Within the records below, reproduce without change the lines from the line that has "Look at the photo above. For every instance of the wire" through the line that has "Look at the photo above. For every instance of the dry", and only those.
== INPUT RECORDS
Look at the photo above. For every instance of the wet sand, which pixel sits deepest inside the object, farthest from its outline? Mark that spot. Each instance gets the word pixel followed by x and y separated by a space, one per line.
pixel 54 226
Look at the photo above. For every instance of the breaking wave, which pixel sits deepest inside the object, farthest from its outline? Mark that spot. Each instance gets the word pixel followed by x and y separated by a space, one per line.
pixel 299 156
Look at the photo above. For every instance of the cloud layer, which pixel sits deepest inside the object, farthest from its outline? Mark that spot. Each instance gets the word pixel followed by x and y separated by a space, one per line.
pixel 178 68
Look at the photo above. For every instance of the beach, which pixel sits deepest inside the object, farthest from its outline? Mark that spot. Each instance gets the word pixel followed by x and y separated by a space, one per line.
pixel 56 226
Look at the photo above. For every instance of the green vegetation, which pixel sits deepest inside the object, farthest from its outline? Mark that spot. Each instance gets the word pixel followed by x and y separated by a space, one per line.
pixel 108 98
====
== INPUT RECORDS
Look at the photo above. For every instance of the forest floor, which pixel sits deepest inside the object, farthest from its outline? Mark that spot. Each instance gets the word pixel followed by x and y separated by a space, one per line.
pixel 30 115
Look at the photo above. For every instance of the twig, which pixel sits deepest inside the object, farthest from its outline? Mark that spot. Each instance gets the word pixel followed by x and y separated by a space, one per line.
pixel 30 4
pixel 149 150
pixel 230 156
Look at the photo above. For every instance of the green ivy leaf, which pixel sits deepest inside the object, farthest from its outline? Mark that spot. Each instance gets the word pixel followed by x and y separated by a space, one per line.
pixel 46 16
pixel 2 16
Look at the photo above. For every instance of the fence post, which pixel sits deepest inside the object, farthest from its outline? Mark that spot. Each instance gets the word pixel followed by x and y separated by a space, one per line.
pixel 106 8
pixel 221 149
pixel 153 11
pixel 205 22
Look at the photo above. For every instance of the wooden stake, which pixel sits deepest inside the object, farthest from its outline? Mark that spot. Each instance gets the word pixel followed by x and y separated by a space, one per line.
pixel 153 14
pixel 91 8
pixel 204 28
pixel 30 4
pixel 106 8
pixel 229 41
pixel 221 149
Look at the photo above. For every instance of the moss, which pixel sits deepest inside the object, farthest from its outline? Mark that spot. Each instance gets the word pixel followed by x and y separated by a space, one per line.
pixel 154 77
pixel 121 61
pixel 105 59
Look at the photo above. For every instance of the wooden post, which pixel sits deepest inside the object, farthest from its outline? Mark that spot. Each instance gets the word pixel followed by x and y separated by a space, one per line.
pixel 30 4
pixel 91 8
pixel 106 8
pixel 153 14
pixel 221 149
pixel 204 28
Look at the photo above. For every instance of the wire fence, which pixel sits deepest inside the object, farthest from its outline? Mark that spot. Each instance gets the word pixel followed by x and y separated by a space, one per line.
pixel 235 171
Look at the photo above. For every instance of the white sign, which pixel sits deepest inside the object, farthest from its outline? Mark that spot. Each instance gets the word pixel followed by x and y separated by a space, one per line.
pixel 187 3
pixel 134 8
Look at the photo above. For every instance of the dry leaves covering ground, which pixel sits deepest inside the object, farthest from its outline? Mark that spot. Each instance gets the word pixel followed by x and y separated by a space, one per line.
====
== INPUT RECORDS
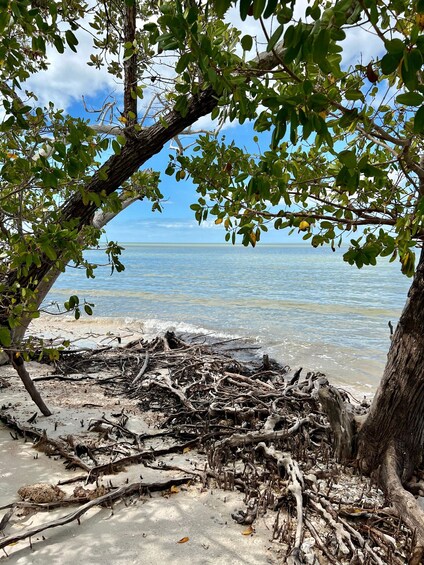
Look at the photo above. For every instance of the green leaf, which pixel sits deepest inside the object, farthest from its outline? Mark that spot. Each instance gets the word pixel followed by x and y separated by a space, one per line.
====
REPLY:
Look at the photo above. For every instance of the wire fence, which pixel sits deepest inside the object, farthest from its outline? Mark that spot. Each instance gets the word pixel followed by x and y separated by a space, one per line.
pixel 235 171
Look at the photo above. For every instance of the white sign, which pixel sits deepest inside the object, farthest from its outline? Mark that spot. Each instance gets the word pixel followed by x and y separated by a space, one per line.
pixel 187 3
pixel 134 8
Look at the photo above. For every instance of the dry leaves covering ground, which pixel sits deepest inside the object, farthest from its outline? Mark that spot. Each instance gets the word pixel followed by x and y separated by a space, one per line.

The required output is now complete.